- WHAT IS BEING ASKED
Copy every item below word for word.
#### TASK DATA
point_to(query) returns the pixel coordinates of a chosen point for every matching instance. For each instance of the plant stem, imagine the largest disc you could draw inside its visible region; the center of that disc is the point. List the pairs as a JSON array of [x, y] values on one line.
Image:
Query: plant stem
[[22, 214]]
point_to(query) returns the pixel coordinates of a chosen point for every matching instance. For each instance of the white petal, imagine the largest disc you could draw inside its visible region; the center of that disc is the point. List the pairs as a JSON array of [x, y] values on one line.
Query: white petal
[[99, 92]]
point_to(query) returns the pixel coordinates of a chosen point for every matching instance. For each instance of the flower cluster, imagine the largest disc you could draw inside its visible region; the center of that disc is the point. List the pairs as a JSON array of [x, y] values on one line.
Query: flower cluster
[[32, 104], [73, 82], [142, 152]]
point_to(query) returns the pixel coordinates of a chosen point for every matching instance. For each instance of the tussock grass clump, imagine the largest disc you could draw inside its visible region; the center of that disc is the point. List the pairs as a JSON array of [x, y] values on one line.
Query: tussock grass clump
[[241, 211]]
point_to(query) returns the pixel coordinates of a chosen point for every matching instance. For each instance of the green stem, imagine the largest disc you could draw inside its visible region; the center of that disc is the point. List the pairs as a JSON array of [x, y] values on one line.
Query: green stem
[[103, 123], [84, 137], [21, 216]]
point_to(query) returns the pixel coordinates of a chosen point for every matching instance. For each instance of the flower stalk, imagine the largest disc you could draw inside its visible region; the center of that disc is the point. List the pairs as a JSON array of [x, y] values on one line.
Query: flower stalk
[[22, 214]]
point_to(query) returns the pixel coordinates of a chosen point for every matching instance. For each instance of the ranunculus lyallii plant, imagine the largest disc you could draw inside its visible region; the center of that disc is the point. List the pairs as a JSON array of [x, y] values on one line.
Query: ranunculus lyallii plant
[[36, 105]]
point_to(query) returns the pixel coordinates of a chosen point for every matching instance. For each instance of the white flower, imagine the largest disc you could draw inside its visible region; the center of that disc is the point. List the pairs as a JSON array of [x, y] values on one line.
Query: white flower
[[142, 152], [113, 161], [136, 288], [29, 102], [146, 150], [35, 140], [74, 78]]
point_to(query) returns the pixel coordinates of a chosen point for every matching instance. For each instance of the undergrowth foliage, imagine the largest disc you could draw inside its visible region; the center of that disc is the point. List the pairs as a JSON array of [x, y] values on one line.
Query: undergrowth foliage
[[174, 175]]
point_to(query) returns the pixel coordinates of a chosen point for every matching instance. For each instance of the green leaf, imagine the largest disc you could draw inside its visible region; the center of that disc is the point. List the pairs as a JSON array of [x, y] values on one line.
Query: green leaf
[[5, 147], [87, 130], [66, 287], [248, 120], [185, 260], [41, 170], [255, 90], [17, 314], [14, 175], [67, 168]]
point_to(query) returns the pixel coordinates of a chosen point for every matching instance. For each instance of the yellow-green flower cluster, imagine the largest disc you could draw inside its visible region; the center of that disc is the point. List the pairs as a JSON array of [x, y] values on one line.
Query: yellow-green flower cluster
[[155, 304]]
########
- REPLY TO THE TASK
point_to(query) returns the pixel coordinates of a chosen point for every matching instance. For each instance of the plant stem, imagine the largest disc you could draw inside its visible region; the center of that disc is the point. List the pairs as a JSON array of [x, y] values on one line.
Image:
Query: plant stem
[[22, 214]]
point_to(query) returns the pixel coordinates of a chosen point for every matching instance. For each instance of the white petal, imagine the largest disc you could draw inside its visible region; the center of that disc is the point. List the pairs as a JSON array of [x, y] values on one line.
Query: white petal
[[99, 92]]
point_to(query) returns the pixel coordinates of a chosen point for every matching instance. For each instance of the flower cluster, imagine the largest disc you could draw inside its visible region; the center of that disc is the point. List the pairs as a JSON array of [x, y] values on one line.
Query: flower cluster
[[32, 104], [73, 82], [142, 152]]
point_to(query) returns the pixel coordinates of a chosen point for every matching instance. For each instance of the tussock grass clump, imagine the largest disc you could draw inside its visible region; the center of that disc is the point. List the pairs as a JSON array of [x, y] values on one line.
Query: tussock grass clump
[[241, 211]]
point_to(query) returns the pixel coordinates of a chosen point for every matching instance. For each instance of the green stem, imagine the largest disc you could draw inside its visible region; the center of that disc is the point. List the pairs as a JSON array of [x, y] values on one line.
Query: green stem
[[103, 123], [84, 137], [21, 216]]
point_to(query) returns the pixel coordinates of a chosen point for every matching instance. For each instance of the flower stalk, imagine the largest disc you could draw inside its visible region; the center of that disc is the point. List the pairs as a JSON array of [x, y] values on one line.
Query: flower stalk
[[22, 214]]
point_to(query) returns the pixel coordinates of a chosen point for every matching instance. For each instance of the ranunculus lyallii plant, imagine the largest disc you could draw inside its visible region; the center of that disc is the point. List the pairs as a JSON array of [x, y] values on one line.
Query: ranunculus lyallii plant
[[36, 105]]
point_to(query) returns the pixel coordinates of a chosen point for every matching instance. For each instance of the white flower, imagine the largest disc you could draw inside its visible region; the center of that disc is the point. List the pairs as a JSON array of [x, y] values on one line.
Query: white flower
[[142, 152], [113, 161], [136, 288], [29, 102], [146, 150], [35, 140], [74, 78]]
point_to(query) returns the pixel coordinates of a chosen point for every matching instance. For each instance of the undergrowth foliage, imagine the largest disc you could draw inside its visible region; the center of that disc is the point. List the pairs as a JSON array of [x, y] values on one line.
Query: undergrowth foliage
[[174, 175]]
point_to(query) returns the pixel coordinates of a chosen point for every matching instance. For each instance of the green leaf, imagine the largest disc you could draw inside its visible region; the center of that disc is the point. List the pairs as a JSON array of [x, y] values on one line.
Query: green leaf
[[5, 147], [87, 130], [66, 287], [248, 120], [185, 260], [41, 170], [255, 90], [17, 314], [14, 175], [67, 168]]
point_to(query) returns the pixel coordinates of a chosen point for every matching instance. For each instance of the yellow-green flower cluster, imagine the largest disc you could draw inside its visible region; the center of that disc is the point. List the pairs as a JSON array of [x, y] values on one line.
Query: yellow-green flower cluster
[[155, 304]]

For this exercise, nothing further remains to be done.